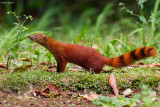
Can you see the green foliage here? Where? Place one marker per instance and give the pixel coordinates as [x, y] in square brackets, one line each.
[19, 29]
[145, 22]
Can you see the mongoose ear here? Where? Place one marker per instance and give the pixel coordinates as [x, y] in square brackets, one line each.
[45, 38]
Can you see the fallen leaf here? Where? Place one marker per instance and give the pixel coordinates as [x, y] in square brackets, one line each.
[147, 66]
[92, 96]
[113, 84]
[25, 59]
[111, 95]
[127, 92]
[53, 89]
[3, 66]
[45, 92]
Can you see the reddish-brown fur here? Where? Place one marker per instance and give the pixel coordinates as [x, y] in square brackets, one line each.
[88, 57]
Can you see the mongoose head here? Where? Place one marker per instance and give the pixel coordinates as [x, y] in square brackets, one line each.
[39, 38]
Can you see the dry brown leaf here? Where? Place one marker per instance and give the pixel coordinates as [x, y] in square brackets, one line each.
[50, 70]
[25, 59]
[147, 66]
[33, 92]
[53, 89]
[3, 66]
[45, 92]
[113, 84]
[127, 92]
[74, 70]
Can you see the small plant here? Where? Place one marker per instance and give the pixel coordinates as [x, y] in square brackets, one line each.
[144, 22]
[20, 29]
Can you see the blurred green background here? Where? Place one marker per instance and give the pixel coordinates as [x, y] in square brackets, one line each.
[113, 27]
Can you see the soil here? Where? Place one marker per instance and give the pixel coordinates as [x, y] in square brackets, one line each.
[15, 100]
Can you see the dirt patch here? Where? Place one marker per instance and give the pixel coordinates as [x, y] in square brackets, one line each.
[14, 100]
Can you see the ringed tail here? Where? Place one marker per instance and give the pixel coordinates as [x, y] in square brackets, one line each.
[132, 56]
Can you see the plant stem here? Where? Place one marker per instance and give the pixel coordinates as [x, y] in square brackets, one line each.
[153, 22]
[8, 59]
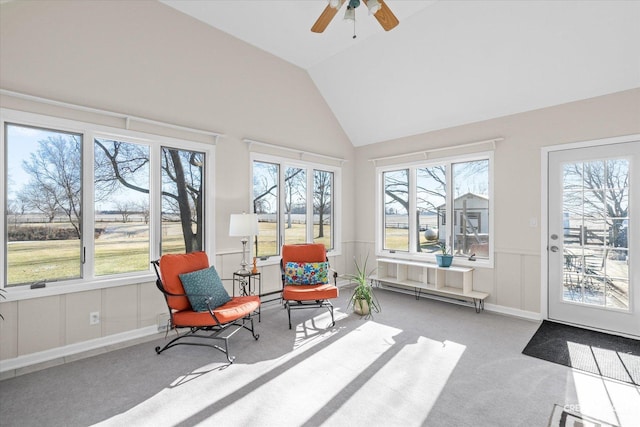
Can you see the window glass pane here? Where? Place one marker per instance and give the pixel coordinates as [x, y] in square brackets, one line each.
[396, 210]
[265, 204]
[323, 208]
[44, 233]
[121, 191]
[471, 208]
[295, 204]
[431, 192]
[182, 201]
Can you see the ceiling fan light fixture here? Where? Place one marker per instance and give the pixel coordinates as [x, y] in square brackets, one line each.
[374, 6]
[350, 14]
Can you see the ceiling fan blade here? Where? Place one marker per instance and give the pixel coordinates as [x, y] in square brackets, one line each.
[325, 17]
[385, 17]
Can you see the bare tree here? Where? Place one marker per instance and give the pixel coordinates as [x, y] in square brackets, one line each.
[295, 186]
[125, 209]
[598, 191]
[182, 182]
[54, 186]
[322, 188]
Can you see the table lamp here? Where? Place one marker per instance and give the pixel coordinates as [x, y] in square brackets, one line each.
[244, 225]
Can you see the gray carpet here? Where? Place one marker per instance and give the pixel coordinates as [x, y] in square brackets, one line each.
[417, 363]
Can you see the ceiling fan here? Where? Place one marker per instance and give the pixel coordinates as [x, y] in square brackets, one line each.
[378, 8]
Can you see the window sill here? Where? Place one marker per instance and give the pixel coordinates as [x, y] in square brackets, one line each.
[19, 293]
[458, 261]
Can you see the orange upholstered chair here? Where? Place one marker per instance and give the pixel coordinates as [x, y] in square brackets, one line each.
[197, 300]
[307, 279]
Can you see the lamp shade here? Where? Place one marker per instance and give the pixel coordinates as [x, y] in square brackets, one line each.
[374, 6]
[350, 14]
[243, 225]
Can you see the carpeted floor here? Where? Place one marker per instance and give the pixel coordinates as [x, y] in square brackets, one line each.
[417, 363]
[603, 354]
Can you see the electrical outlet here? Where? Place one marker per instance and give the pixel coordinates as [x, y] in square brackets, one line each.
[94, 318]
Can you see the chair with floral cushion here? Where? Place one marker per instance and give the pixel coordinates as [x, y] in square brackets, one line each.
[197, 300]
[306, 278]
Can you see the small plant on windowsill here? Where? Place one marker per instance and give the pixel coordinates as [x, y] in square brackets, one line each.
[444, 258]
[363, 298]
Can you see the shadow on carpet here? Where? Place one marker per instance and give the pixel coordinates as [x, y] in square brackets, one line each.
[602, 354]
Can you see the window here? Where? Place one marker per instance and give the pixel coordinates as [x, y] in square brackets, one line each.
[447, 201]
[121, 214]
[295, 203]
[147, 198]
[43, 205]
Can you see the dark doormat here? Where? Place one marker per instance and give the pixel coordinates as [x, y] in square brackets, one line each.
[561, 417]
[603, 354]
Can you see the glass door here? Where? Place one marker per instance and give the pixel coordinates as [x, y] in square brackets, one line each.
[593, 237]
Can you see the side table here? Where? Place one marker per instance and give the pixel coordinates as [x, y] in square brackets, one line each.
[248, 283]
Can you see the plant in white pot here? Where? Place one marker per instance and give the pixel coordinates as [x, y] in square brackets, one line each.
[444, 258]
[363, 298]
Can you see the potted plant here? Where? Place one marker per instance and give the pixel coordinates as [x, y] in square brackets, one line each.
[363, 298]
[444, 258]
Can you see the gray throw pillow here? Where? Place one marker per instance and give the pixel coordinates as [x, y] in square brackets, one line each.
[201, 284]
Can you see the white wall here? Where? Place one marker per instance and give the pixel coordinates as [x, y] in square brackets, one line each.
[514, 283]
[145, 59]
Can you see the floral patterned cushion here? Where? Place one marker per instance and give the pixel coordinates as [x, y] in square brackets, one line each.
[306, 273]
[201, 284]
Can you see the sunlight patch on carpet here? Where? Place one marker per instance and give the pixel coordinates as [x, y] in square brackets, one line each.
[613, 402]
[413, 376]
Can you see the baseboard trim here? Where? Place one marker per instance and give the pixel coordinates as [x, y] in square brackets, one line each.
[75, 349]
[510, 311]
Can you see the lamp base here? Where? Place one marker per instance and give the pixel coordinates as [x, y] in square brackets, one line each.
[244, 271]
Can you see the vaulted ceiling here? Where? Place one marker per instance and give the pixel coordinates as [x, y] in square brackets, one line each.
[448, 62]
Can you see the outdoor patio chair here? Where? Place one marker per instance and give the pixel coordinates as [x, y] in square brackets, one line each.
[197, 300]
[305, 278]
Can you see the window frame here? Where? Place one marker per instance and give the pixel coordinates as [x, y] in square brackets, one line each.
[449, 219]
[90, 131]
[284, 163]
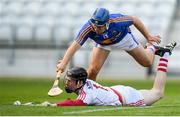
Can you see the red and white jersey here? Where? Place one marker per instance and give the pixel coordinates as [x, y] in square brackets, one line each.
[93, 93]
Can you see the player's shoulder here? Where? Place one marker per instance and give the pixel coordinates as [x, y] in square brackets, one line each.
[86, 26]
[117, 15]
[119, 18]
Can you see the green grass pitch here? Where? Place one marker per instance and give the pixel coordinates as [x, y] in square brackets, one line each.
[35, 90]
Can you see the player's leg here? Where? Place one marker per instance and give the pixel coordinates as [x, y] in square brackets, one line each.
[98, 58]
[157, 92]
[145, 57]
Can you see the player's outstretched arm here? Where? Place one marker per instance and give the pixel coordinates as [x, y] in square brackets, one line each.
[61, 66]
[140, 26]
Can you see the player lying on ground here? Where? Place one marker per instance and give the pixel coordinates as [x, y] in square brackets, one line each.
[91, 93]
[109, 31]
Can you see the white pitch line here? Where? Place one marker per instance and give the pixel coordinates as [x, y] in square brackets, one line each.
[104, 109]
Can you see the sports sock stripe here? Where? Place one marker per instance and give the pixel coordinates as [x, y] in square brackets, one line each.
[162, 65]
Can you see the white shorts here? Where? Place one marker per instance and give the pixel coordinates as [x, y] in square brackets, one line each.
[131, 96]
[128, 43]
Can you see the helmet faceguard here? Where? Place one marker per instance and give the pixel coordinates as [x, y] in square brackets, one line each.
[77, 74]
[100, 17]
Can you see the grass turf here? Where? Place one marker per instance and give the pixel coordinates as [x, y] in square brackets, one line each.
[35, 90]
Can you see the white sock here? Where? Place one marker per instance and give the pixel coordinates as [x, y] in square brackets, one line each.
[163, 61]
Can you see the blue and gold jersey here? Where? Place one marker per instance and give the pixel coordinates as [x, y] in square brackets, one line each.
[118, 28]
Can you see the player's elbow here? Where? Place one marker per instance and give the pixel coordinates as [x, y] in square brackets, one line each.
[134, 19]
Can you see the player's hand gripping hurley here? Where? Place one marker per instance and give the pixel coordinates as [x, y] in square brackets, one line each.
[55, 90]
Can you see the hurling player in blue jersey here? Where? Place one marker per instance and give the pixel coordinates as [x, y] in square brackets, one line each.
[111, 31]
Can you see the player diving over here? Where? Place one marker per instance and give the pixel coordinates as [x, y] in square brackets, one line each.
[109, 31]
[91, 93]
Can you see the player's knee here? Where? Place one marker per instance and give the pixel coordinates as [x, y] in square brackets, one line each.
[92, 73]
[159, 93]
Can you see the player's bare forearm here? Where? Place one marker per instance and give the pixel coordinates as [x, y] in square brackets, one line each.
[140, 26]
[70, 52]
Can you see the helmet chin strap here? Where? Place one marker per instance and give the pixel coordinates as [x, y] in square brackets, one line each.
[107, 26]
════════════════════
Work required: Return exactly, and only, the line containing "Can you see the sports" and every line after it through the end of the material.

Solution:
Can you see the sports sock stripe here? Where? Place one marker per instance and give the pixel coordinates as [x, y] in square brackets, one line each.
[162, 65]
Can you see the white shorts here? Where? Place one marker per instance and give the pixel coordinates as [x, y] in square brackets, one line each.
[131, 96]
[128, 43]
Can you see the helmet faceguard here? Where? Place one marker per instance and give the pixel coordinates as [x, y] in square brackets, one line each.
[77, 74]
[100, 17]
Can you see the grass turf here? Where? Place one marker per instance and give the pixel coordinates as [x, y] in square brackets, one line each.
[35, 90]
Can you see the white sock here? Where? Place one marker per instance and give the pixel coordinates as [x, y] in square brackets, one line each.
[163, 61]
Can you see the blue and gold jersey here? Where? Place one marker per instance and give the pixel coordinates as [x, y] in square brackets, one line each.
[118, 28]
Can you see the player's elbow here? Where? Place one marker per instance and give the pixel coordinates as [x, y] in square brackets, one line each.
[134, 19]
Can you see the player's hand gripping hurley here? Where? Place one marker per instance and give the pixel coordinates as [x, y] in square brackets, one line each.
[55, 90]
Can you see the hurling player in blue jersey here? Where? Place one marker per instance and give the pixel coordinates as [x, y] in square brackets, one line each.
[111, 31]
Can you see the player diving over here? Where? Place one marker per instance and give the pixel coordinates as [x, y] in square brackets, one line each.
[109, 31]
[91, 93]
Can you see the player's knee here? Where? Place one marker per instance and give the pixel coordinates as [x, y] in square brackets, one line each.
[92, 73]
[159, 93]
Can you see the player's bare forearm here? Where? Place one marker per instance and give the pixel coordinates as [x, y] in square brackets, one line each.
[140, 26]
[70, 52]
Can you see the helmet chin strap here? Where? Place one marker per instance and give the pixel coordinates as [x, y] in square brackets, one line each.
[107, 26]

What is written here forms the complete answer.